- _Exercise instructions_
What lines in the material hold the string "seagull"? Return every one of them.

- _Data shown_
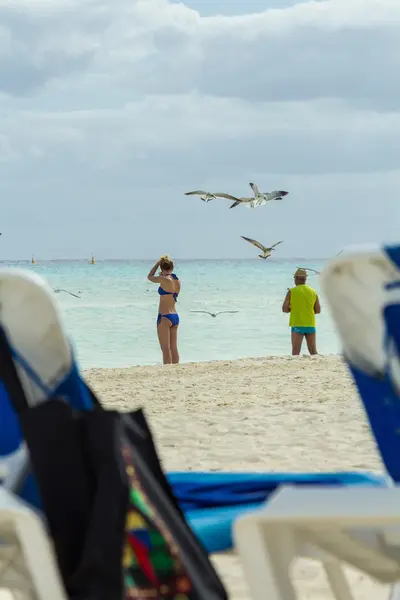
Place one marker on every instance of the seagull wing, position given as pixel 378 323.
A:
pixel 255 189
pixel 228 196
pixel 255 243
pixel 308 269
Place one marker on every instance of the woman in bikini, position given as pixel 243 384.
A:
pixel 168 319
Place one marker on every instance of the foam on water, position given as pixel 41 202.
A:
pixel 114 323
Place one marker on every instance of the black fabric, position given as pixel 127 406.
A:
pixel 79 460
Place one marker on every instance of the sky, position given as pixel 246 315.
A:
pixel 111 109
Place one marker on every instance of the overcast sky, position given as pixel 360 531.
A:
pixel 111 109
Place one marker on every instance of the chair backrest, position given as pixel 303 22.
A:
pixel 362 288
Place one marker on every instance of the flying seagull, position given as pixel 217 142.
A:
pixel 215 314
pixel 208 196
pixel 308 269
pixel 57 291
pixel 260 198
pixel 266 252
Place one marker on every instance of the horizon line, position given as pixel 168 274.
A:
pixel 126 259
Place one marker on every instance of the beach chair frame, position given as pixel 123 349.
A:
pixel 357 527
pixel 27 561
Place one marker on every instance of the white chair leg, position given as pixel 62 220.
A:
pixel 338 580
pixel 39 558
pixel 395 592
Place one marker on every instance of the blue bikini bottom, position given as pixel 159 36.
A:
pixel 172 317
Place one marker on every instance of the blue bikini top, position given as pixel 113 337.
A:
pixel 163 292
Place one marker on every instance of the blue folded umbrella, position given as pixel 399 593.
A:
pixel 213 501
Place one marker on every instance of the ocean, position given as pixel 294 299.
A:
pixel 113 324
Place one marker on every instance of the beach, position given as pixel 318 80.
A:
pixel 261 414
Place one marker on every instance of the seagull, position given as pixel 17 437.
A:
pixel 208 196
pixel 308 269
pixel 215 314
pixel 260 198
pixel 57 291
pixel 266 252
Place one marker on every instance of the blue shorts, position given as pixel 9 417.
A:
pixel 303 330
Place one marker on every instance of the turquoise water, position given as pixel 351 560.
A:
pixel 113 324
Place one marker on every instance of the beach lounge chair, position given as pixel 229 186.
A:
pixel 360 528
pixel 115 526
pixel 211 501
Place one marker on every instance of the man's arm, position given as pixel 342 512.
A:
pixel 286 303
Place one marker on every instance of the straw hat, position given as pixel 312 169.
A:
pixel 301 273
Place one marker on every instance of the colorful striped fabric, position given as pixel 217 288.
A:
pixel 151 562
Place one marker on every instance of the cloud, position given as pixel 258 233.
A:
pixel 311 50
pixel 127 104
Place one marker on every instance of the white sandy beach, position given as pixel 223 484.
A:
pixel 269 414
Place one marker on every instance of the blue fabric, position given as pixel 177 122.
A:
pixel 195 490
pixel 163 292
pixel 303 330
pixel 379 395
pixel 213 501
pixel 172 317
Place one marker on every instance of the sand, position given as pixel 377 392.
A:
pixel 269 414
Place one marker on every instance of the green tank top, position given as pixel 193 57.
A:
pixel 302 301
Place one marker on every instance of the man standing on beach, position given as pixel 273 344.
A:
pixel 302 303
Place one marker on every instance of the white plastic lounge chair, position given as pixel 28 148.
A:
pixel 342 526
pixel 27 563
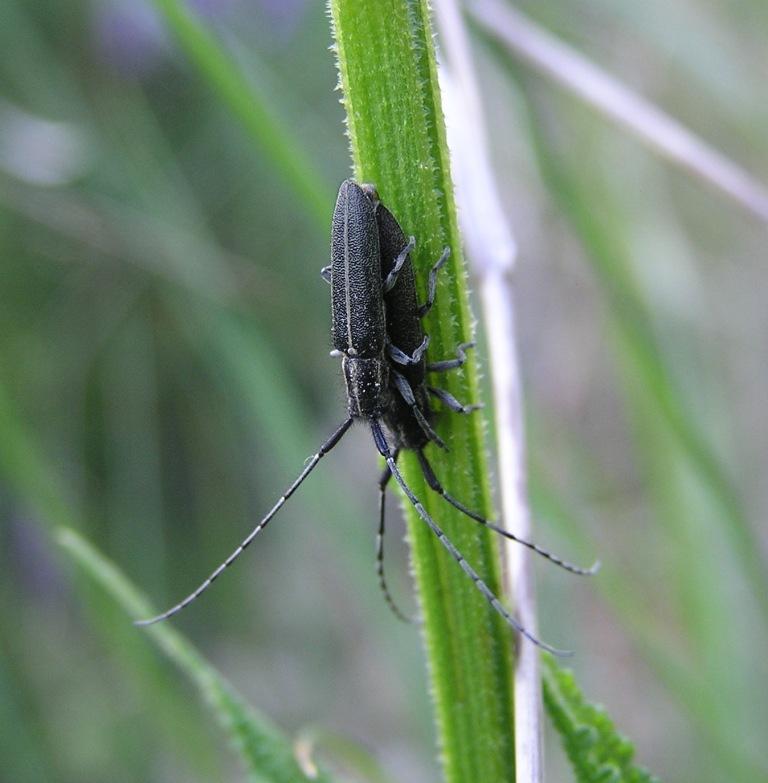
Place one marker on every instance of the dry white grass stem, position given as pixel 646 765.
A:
pixel 664 134
pixel 491 248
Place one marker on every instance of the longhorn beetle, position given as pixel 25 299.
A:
pixel 376 329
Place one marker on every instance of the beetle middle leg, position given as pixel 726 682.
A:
pixel 435 485
pixel 450 401
pixel 399 356
pixel 432 282
pixel 452 364
pixel 406 392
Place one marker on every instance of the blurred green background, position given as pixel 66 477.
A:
pixel 164 334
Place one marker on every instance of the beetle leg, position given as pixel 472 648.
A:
pixel 452 364
pixel 432 283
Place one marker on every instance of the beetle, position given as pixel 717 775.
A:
pixel 374 307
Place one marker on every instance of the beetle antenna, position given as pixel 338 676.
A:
pixel 391 603
pixel 308 468
pixel 381 444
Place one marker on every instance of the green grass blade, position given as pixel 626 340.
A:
pixel 388 75
pixel 266 753
pixel 598 753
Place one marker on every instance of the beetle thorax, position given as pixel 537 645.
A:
pixel 367 383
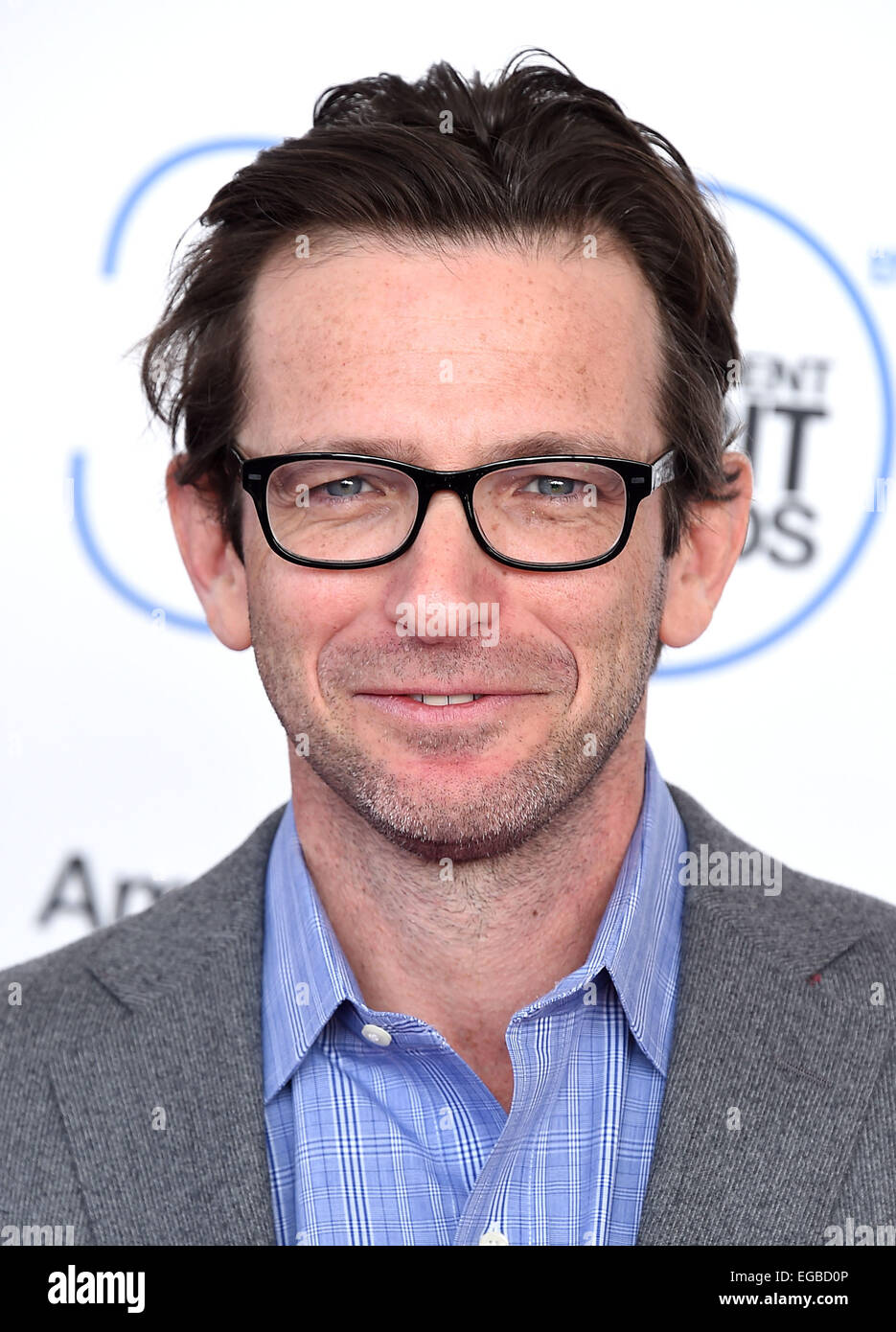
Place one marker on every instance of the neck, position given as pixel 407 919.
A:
pixel 464 953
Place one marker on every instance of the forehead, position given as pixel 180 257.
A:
pixel 450 351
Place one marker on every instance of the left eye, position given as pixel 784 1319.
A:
pixel 551 485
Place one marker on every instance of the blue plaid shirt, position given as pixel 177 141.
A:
pixel 401 1143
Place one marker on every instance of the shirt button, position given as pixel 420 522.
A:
pixel 376 1035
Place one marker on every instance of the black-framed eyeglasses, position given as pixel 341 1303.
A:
pixel 556 512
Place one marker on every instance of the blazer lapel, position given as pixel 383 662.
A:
pixel 160 1082
pixel 775 1054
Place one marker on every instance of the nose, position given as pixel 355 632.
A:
pixel 445 566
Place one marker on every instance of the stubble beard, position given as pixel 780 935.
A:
pixel 503 813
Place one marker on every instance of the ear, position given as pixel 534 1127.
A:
pixel 710 547
pixel 215 569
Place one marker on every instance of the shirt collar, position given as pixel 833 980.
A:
pixel 307 976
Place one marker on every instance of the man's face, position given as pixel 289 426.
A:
pixel 454 356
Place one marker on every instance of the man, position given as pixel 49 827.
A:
pixel 451 378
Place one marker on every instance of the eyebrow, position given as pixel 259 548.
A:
pixel 532 445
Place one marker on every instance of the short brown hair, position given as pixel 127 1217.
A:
pixel 533 154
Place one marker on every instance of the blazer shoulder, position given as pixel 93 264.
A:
pixel 222 899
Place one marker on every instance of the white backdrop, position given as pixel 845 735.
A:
pixel 137 750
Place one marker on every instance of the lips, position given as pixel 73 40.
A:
pixel 442 709
pixel 444 700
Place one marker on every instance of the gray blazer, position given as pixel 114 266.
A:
pixel 778 1123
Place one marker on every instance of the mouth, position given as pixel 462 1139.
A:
pixel 424 706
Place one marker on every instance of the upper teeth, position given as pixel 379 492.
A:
pixel 444 700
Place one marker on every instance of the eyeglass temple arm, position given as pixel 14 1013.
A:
pixel 662 471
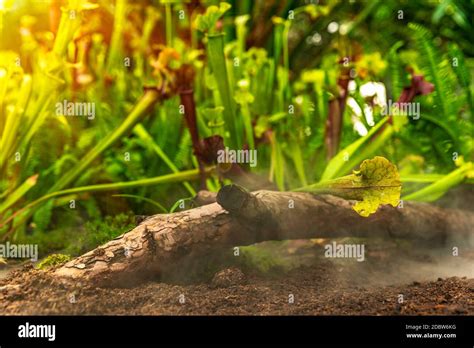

- _Result_
Place one marker on every instance of the seagull wing, position given as pixel 378 323.
Place one marker on every instance of the flying seagull, position given as pixel 217 142.
Place one marker on every instance of the seagull, position given as pixel 17 437.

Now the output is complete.